Can you repeat the lines below, substituting "coarse mask" for "rough mask" and leaving everything else as it is?

────────

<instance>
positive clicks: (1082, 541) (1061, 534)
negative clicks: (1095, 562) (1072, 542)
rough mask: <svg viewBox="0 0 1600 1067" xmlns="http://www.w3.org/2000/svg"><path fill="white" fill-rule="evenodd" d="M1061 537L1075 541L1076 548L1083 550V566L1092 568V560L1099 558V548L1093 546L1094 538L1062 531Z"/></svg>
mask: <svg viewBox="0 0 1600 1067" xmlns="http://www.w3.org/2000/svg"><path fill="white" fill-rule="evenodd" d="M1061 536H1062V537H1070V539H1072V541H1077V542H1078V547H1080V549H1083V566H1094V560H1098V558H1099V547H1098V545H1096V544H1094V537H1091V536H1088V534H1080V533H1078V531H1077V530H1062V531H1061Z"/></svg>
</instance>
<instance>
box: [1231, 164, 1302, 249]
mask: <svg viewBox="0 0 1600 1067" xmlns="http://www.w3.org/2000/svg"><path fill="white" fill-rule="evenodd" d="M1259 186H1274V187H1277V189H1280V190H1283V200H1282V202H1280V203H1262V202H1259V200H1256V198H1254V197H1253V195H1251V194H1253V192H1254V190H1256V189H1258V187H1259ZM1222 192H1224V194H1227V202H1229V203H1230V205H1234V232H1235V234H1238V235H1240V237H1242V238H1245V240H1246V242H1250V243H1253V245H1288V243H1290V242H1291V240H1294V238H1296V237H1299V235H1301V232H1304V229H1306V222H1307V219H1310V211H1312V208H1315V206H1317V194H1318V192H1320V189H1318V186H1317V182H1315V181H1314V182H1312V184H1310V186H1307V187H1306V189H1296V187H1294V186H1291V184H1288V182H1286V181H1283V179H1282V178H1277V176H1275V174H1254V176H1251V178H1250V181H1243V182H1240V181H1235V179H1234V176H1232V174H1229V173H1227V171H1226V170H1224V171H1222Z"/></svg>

────────

• EXERCISE RESPONSE:
<instance>
positive clicks: (1082, 541) (1061, 534)
negative clicks: (1095, 562) (1072, 542)
coarse mask: <svg viewBox="0 0 1600 1067" xmlns="http://www.w3.org/2000/svg"><path fill="white" fill-rule="evenodd" d="M1061 537L1075 541L1076 548L1083 550V566L1092 568V560L1099 558V548L1093 546L1094 538L1062 531Z"/></svg>
mask: <svg viewBox="0 0 1600 1067" xmlns="http://www.w3.org/2000/svg"><path fill="white" fill-rule="evenodd" d="M1061 536H1062V537H1070V539H1072V541H1077V542H1078V547H1080V549H1083V566H1094V560H1098V558H1099V547H1098V545H1096V544H1094V537H1091V536H1088V534H1080V533H1078V531H1077V530H1062V531H1061Z"/></svg>
</instance>
<instance>
box: [1231, 164, 1302, 249]
mask: <svg viewBox="0 0 1600 1067" xmlns="http://www.w3.org/2000/svg"><path fill="white" fill-rule="evenodd" d="M1259 186H1274V187H1277V189H1280V190H1283V200H1282V202H1280V203H1262V202H1259V200H1256V198H1254V197H1253V195H1251V194H1253V192H1254V190H1256V189H1258V187H1259ZM1222 192H1224V194H1227V202H1229V203H1230V205H1234V232H1235V234H1238V235H1240V237H1242V238H1245V240H1246V242H1250V243H1253V245H1288V243H1290V242H1291V240H1294V238H1296V237H1299V235H1301V232H1304V229H1306V222H1307V219H1310V211H1312V208H1315V206H1317V194H1318V192H1320V189H1318V186H1317V182H1315V181H1314V182H1312V184H1310V186H1307V187H1306V189H1296V187H1294V186H1291V184H1288V182H1286V181H1283V179H1282V178H1277V176H1275V174H1254V176H1251V178H1250V181H1243V182H1240V181H1235V179H1234V176H1232V174H1229V173H1227V171H1226V170H1224V171H1222Z"/></svg>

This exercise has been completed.